RECORDS SHOWN:
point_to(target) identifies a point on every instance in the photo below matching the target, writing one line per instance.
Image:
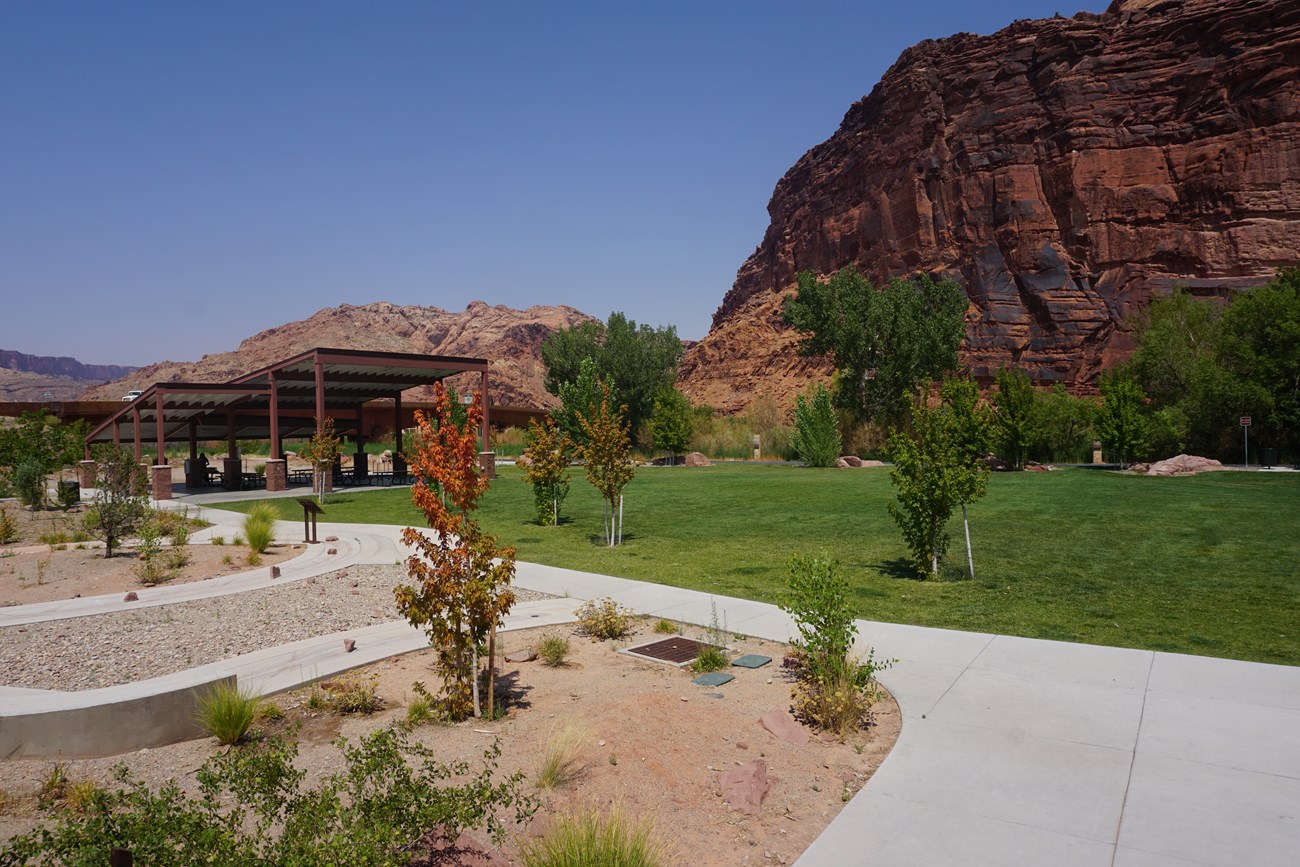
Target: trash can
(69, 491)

...

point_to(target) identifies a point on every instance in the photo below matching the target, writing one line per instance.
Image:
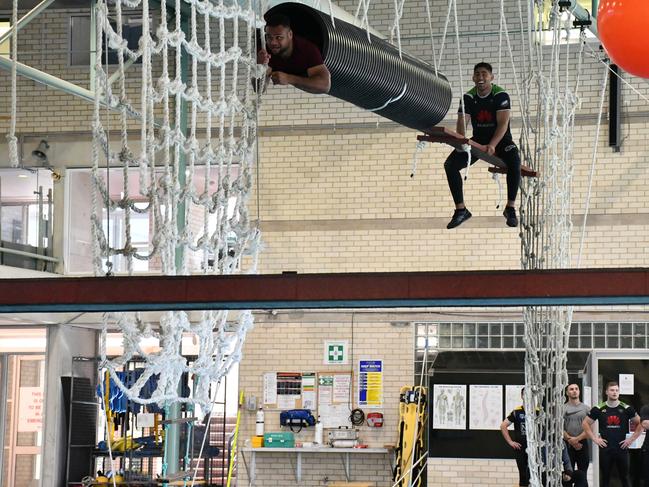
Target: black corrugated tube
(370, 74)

* * *

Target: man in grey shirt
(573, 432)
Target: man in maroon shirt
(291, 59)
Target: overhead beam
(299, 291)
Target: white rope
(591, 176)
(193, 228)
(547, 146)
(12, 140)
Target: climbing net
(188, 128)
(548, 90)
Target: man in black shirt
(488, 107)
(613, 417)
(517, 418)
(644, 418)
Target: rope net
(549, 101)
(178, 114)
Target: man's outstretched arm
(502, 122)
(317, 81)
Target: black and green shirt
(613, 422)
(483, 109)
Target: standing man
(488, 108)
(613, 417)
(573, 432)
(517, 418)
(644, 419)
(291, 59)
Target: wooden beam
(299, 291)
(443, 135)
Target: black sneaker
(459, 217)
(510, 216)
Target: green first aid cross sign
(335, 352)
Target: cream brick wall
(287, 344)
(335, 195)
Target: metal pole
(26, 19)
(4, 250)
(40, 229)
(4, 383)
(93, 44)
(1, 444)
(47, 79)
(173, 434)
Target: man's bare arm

GIVEN REQUEST: Output the lines of the data above as a numbered list, starting at the line that contains "Target: black and green shirt" and ending at the line that contains "Target: man's bare arm", with both of those lines included and any blank lines left out.

RESULT FOR THIS TASK:
1. Target: black and green shirt
2. (613, 422)
3. (483, 109)
4. Target: standing man
5. (488, 108)
6. (613, 417)
7. (573, 432)
8. (517, 418)
9. (644, 419)
10. (291, 59)
11. Target: wooden beam
12. (299, 291)
13. (443, 135)
14. Target: black sneaker
15. (459, 217)
16. (510, 216)
17. Target: green first aid cross sign
18. (335, 352)
19. Target: cream brick wall
20. (287, 344)
21. (335, 195)
22. Target: metal pole
23. (26, 19)
24. (4, 250)
25. (40, 229)
26. (4, 383)
27. (93, 44)
28. (1, 444)
29. (47, 79)
30. (173, 434)
31. Target: man's bare arm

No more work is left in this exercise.